Written exercise 1>
Answer these questions about the Gnome OS pre-proposal:
(a) What date is given in the text's opening line?
(b) In the perfect-world scenario, what kind of kernel would Gnome OS be started from?
(c) What two things does the document expect to be very low cost?
Written exercise 2> Can you reproduce the Gnome OS pre-proposal, everything from "In an imperfect" down to "software already exists."?
Written exercise 3> Which names of people, projects or systems appear in the Gnome OS pre-proposal? List each distinct name once.
--- start Selected extract ---
2011-07-26 - Phil Housley - undeconstructed @ gmail
This is a pre-proposal for a full OS, designed to fit within the ideals of the Gnome project. It actually isn’t Gnome specific in design, just in intention.
A successful Gnome OS would have to be:
The aim for this doc is to provide general mechanisms to achieve those characteristics, and to provide security and reliability through minimising attackable surfaces. Of course some flexibility is sacrificed to meet these goals, but hopefully this can be regained (as much as required) by adding controlled extension points, as opposed to allowing everything by default, and then attempting to add security where required.
This document takes a completely theoretical approach, with no immediate regard to practicality. In particular it expects very low cost message passing and context switching. You might spot several similarities with Android, but it’s supposed to be more generalised than those.
In a perfect world: I would start Gnome OS from scratch, with a modern microkernel. I would then implement all higher levels of functionality in lightweight virtual machines. There would be a well defined interface for those virtual machines to spawn child VMs, and to communicate, moderated by their parents (or spawners.) E.g. if two user apps, run by different users, want to communicate, they do so at the discretion of their parents (the user shells,) and their parent’s parents, up to their nearest common ancestor, the parent of all user applications. This hierarchy of VMs implements the basic access control mechanism for the system.
In an imperfect world: There isn’t anything described here that cannot be approximately implemented in a classical OS, it will just be more complicated to get the correct code running securely in each process, and there will be an extra abstraction layer between theory and practice. This is a compromise that I would not resist, since so much high quality free software already exists.
--- end Selected extract ---
--- start Items ---
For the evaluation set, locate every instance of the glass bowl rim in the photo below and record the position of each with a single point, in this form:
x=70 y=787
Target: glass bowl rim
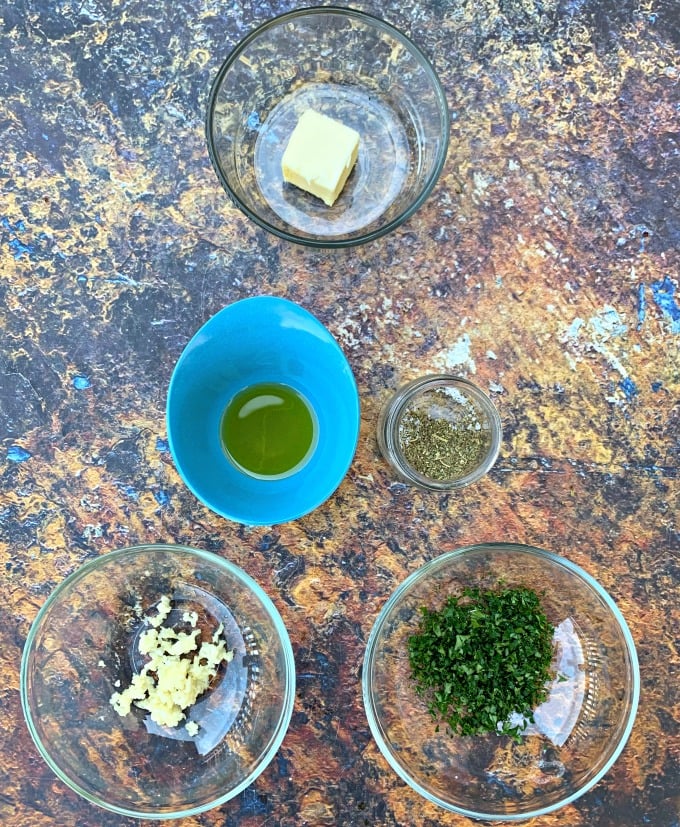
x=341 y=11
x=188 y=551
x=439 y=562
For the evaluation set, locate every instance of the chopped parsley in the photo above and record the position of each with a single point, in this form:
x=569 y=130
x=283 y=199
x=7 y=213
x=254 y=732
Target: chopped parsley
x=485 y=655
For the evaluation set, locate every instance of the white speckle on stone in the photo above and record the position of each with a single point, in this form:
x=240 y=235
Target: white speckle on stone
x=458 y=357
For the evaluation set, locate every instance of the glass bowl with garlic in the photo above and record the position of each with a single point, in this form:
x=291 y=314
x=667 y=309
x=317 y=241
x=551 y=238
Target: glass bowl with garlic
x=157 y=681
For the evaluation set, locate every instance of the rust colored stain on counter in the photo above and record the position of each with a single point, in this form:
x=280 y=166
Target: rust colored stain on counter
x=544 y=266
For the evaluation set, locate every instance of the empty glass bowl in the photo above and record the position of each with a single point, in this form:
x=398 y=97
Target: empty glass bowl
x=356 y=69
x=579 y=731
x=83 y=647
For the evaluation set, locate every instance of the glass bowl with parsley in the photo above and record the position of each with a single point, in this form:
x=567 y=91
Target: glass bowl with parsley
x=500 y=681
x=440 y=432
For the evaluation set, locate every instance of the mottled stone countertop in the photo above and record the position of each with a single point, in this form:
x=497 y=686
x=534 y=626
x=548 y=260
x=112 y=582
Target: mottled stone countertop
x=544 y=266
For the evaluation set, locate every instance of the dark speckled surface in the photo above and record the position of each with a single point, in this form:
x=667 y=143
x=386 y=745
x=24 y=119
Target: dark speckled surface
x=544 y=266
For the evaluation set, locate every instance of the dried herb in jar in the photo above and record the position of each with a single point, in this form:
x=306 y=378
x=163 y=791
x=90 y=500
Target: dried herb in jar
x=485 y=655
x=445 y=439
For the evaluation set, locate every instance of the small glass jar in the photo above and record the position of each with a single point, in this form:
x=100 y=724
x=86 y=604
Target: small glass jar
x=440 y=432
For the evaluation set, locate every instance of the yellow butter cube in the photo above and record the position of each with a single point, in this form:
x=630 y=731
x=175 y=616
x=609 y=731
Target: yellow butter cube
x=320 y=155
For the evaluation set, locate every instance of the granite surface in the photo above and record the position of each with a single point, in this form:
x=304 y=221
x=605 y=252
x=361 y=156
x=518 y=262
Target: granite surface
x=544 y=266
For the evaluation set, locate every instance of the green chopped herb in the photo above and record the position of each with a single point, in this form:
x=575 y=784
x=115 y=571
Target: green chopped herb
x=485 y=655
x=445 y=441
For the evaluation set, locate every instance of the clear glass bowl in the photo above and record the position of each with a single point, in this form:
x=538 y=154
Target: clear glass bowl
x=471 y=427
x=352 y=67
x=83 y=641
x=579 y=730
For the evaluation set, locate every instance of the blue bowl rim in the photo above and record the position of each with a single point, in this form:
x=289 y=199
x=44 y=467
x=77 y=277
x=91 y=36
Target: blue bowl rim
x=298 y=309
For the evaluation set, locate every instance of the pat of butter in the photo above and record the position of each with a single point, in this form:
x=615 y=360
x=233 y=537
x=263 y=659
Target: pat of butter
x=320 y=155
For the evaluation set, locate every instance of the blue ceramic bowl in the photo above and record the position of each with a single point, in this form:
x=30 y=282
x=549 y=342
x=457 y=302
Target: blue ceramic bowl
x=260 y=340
--- end Items ---
--- start Items ---
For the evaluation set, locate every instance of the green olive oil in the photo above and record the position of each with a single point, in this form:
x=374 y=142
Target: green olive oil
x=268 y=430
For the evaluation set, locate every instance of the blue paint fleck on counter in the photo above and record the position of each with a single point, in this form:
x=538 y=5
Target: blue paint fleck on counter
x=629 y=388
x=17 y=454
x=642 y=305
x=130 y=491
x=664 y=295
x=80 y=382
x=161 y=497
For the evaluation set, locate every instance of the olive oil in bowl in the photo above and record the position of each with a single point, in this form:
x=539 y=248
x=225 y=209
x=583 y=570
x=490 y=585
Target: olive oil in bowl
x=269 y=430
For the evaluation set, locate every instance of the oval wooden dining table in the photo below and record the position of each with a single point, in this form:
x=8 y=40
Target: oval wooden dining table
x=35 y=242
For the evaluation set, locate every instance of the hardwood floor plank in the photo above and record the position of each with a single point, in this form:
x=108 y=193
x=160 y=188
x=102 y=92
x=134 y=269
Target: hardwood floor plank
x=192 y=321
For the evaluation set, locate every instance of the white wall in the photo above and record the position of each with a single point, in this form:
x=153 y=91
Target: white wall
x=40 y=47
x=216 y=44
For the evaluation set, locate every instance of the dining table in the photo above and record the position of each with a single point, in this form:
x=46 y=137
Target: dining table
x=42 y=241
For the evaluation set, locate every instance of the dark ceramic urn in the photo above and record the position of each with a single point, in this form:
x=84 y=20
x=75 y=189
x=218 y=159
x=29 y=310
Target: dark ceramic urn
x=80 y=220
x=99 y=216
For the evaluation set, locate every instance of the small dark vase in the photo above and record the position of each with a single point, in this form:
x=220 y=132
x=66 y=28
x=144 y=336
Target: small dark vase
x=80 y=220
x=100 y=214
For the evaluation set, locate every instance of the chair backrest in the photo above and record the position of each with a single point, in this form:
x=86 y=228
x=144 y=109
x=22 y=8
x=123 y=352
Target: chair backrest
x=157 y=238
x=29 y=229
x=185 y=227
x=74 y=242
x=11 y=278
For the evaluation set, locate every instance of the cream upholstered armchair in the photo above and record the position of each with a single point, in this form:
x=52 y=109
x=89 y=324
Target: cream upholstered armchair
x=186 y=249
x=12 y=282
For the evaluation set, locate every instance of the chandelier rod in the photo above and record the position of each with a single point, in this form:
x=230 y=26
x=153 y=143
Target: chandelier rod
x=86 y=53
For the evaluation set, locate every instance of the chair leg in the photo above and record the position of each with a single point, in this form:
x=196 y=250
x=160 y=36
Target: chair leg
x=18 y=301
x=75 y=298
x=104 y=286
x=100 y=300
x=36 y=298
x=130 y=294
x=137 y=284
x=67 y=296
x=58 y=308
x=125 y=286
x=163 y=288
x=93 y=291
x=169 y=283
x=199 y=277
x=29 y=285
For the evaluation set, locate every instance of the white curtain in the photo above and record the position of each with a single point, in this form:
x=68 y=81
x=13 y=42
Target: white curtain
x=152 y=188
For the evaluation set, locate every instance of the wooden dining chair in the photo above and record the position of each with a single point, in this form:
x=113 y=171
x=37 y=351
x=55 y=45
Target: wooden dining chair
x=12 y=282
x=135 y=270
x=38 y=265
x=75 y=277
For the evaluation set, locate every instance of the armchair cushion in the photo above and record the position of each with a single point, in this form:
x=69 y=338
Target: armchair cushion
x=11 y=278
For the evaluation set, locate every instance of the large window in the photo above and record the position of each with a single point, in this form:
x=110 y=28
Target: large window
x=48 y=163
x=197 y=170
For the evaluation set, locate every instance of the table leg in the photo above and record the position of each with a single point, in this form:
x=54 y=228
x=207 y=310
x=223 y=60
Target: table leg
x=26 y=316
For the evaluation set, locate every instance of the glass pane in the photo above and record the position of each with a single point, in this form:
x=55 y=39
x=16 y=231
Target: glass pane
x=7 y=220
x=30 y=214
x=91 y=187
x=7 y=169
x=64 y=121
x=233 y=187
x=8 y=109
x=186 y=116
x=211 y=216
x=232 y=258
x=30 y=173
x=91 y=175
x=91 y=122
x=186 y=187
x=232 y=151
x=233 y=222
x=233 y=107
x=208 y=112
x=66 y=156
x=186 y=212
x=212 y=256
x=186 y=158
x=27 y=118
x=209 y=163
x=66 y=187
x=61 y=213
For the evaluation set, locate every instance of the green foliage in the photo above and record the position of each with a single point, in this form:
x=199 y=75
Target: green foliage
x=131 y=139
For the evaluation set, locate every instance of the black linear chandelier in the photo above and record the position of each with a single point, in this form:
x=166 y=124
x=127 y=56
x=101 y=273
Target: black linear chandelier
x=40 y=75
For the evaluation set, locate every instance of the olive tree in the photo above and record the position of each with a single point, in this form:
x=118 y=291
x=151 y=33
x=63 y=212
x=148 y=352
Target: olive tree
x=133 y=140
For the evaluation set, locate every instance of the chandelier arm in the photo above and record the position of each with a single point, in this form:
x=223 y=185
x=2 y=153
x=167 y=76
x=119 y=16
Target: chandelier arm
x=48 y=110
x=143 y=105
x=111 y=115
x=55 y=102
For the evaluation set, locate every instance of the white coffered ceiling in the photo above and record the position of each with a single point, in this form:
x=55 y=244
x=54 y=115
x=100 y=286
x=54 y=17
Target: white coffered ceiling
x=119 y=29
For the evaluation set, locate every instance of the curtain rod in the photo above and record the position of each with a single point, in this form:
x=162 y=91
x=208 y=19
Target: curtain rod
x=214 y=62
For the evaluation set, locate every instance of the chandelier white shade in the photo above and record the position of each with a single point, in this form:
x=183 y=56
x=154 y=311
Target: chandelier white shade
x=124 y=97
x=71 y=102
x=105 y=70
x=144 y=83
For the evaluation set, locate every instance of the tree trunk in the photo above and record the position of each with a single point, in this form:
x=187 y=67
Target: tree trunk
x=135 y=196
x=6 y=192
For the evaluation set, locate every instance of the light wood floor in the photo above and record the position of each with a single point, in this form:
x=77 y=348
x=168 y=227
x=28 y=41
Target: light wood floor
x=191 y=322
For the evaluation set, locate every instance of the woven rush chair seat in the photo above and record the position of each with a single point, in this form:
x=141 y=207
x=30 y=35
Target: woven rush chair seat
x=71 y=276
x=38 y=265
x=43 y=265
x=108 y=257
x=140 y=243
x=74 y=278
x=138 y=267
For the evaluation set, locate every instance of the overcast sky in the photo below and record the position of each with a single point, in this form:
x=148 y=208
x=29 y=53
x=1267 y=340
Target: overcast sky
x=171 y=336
--- end Items ---
--- start Items ---
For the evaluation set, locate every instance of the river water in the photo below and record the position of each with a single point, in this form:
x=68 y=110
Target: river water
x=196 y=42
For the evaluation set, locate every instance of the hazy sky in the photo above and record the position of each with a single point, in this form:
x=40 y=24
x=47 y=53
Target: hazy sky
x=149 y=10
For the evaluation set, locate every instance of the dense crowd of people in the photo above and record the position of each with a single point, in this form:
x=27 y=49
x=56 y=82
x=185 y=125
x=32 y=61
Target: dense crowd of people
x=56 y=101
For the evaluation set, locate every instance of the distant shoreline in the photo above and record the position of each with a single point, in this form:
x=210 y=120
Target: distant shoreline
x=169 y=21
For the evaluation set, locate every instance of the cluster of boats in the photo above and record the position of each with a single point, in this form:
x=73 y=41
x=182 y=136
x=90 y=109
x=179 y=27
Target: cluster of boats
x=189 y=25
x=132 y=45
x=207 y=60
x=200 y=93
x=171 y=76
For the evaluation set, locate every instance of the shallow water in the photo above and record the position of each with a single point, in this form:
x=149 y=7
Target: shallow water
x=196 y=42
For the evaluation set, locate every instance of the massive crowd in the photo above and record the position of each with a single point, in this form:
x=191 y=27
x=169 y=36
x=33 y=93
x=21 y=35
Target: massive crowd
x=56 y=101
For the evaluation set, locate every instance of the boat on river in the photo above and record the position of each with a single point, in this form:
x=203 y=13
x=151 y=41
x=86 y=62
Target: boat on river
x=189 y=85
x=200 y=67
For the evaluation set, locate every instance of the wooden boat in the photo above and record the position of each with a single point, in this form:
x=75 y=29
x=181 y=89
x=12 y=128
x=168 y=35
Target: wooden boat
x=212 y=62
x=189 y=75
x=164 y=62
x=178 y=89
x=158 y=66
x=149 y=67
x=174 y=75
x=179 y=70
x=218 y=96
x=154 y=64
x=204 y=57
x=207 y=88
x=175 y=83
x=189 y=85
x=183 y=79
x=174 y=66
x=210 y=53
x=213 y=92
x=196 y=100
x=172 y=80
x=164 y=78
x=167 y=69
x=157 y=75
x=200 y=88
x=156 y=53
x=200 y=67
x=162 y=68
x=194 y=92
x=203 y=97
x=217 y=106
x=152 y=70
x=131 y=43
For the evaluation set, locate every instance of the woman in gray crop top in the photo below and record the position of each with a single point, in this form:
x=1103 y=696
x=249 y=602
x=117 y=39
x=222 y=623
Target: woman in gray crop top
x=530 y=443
--- end Items ---
Right answer 1>
(a) 2011-07-26
(b) A modern microkernel
(c) Message passing and context switching

Right answer 2>
In an imperfect world: There isn’t anything described here that cannot be approximately implemented in a classical OS, it will just be more complicated to get the correct code running securely in each process, and there will be an extra abstraction layer between theory and practice. This is a compromise that I would not resist, since so much high quality free software already exists.

Right answer 3> Phil Housley; Gnome; Gnome OS; Android